**Yönergeler:**
a) Verilen metne göre bölgeler arasındaki gelişmişlik farklılıklarına ne yol açmaktadır?
b) Verilen metinde "Günümüzde ülkelerarasında sosyo-ekonomik" sözlerinden başlayıp "ve Dokuzlar, 2005)." sözlerine kadar uzanan bölümün tamamını kelimesi kelimesine aktarın.

**Verilen Metin:**
──────────

Günümüzde ülkelerarasında sosyo-ekonomik yapı itibariyle gelişmiş, az gelişmiş ya da gelişmemiş biçiminde nitelenen gelişmişlik farklılıkları, ülkelerin farklı yörelerinde il ve bölge bazında ortaya çıkmaktadır ve bu farklılıkların çoğunun ülkede önemli bir sorun teşkil ettiği görülmektedir (Arı ve Hüyüktepe, 2019). Gelişme sürecinin farklılaşmasına yol açan sosyo-ekonomik faktörlerin, ülkelerin mekânı üzerinde farklı yoğunluklarda dağılımı, bölgeler arasında gelişmişlik farklılıklarına neden olmaktadır (Kaygısız, Saraçlı ve Dokuzlar, 2005).

(3)

──────────

**Kayıtlar:**
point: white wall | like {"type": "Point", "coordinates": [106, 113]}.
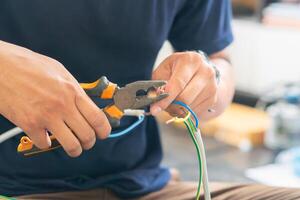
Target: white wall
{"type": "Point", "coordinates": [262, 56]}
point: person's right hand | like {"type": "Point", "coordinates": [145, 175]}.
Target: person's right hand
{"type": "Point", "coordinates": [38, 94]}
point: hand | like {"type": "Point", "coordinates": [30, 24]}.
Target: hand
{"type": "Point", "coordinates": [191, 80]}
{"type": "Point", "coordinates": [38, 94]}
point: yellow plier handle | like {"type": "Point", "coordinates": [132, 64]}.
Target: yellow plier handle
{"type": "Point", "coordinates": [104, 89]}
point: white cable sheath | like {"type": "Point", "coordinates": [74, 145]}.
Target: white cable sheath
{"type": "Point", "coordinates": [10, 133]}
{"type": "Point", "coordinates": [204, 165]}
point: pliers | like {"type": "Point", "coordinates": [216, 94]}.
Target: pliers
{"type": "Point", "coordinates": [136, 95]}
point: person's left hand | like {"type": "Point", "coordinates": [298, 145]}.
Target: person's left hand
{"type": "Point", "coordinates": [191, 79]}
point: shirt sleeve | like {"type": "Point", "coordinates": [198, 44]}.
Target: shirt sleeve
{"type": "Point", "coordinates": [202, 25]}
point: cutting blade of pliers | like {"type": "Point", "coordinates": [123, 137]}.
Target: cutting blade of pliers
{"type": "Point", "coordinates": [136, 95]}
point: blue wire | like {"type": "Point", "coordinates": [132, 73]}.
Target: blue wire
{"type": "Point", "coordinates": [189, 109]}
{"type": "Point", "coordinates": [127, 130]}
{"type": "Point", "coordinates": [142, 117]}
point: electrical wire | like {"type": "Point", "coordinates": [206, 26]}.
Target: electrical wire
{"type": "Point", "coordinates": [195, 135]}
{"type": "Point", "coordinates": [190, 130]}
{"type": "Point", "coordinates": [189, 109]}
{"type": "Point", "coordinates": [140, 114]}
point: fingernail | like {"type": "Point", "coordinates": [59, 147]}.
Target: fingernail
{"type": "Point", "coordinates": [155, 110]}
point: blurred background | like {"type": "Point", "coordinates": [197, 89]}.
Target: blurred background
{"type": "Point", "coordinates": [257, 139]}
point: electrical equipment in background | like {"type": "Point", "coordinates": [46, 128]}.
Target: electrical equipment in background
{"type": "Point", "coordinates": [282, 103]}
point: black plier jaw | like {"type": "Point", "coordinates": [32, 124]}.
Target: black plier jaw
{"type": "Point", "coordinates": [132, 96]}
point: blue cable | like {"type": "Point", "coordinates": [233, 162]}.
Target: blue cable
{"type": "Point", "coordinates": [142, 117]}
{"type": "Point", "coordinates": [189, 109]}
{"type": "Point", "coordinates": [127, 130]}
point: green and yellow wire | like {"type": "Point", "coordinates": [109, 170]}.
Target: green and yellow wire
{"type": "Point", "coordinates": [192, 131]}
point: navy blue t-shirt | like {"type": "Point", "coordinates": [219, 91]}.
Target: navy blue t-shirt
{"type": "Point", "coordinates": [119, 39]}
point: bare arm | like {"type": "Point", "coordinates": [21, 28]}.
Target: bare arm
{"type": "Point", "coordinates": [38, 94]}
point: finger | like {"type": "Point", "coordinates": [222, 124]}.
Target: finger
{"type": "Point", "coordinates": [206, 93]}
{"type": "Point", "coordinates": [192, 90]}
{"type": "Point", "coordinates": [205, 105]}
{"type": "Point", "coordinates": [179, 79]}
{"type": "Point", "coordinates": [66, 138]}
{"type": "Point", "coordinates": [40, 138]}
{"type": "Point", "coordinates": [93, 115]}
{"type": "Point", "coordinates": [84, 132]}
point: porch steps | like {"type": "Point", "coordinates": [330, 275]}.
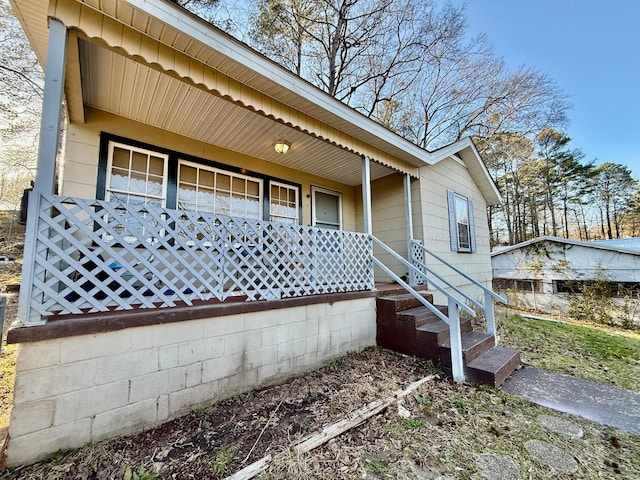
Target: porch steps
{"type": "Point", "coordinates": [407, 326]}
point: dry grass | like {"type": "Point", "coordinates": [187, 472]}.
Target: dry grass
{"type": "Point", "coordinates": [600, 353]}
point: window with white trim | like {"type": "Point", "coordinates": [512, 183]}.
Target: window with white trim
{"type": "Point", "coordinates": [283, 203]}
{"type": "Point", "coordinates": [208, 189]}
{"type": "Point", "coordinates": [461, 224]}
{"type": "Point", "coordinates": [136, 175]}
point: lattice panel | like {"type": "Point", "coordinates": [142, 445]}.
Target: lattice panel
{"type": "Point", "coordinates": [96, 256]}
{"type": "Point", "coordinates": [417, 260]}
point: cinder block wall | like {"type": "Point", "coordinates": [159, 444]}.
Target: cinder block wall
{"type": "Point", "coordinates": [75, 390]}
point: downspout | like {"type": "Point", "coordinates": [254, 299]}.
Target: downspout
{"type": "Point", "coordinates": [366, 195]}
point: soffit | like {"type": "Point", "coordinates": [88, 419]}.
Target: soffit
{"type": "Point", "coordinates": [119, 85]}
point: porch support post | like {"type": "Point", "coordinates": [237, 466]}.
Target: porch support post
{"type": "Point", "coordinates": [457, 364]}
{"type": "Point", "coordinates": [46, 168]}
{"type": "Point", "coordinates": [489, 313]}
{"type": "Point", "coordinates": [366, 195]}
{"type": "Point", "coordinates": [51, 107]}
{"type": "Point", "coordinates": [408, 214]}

──────────

**Cevap Anahtarı:**
a) Gelişme sürecinin farklılaşmasına yol açan sosyo-ekonomik faktörlerin, ülkelerin mekânı üzerinde farklı yoğunluklarda dağılımı.

b)
Günümüzde ülkelerarasında sosyo-ekonomik yapı itibariyle gelişmiş, az gelişmiş ya da gelişmemiş biçiminde nitelenen gelişmişlik farklılıkları, ülkelerin farklı yörelerinde il ve bölge bazında ortaya çıkmaktadır ve bu farklılıkların çoğunun ülkede önemli bir sorun teşkil ettiği görülmektedir (Arı ve Hüyüktepe, 2019). Gelişme sürecinin farklılaşmasına yol açan sosyo-ekonomik faktörlerin, ülkelerin mekânı üzerinde farklı yoğunluklarda dağılımı, bölgeler arasında gelişmişlik farklılıklarına neden olmaktadır (Kaygısız, Saraçlı ve Dokuzlar, 2005).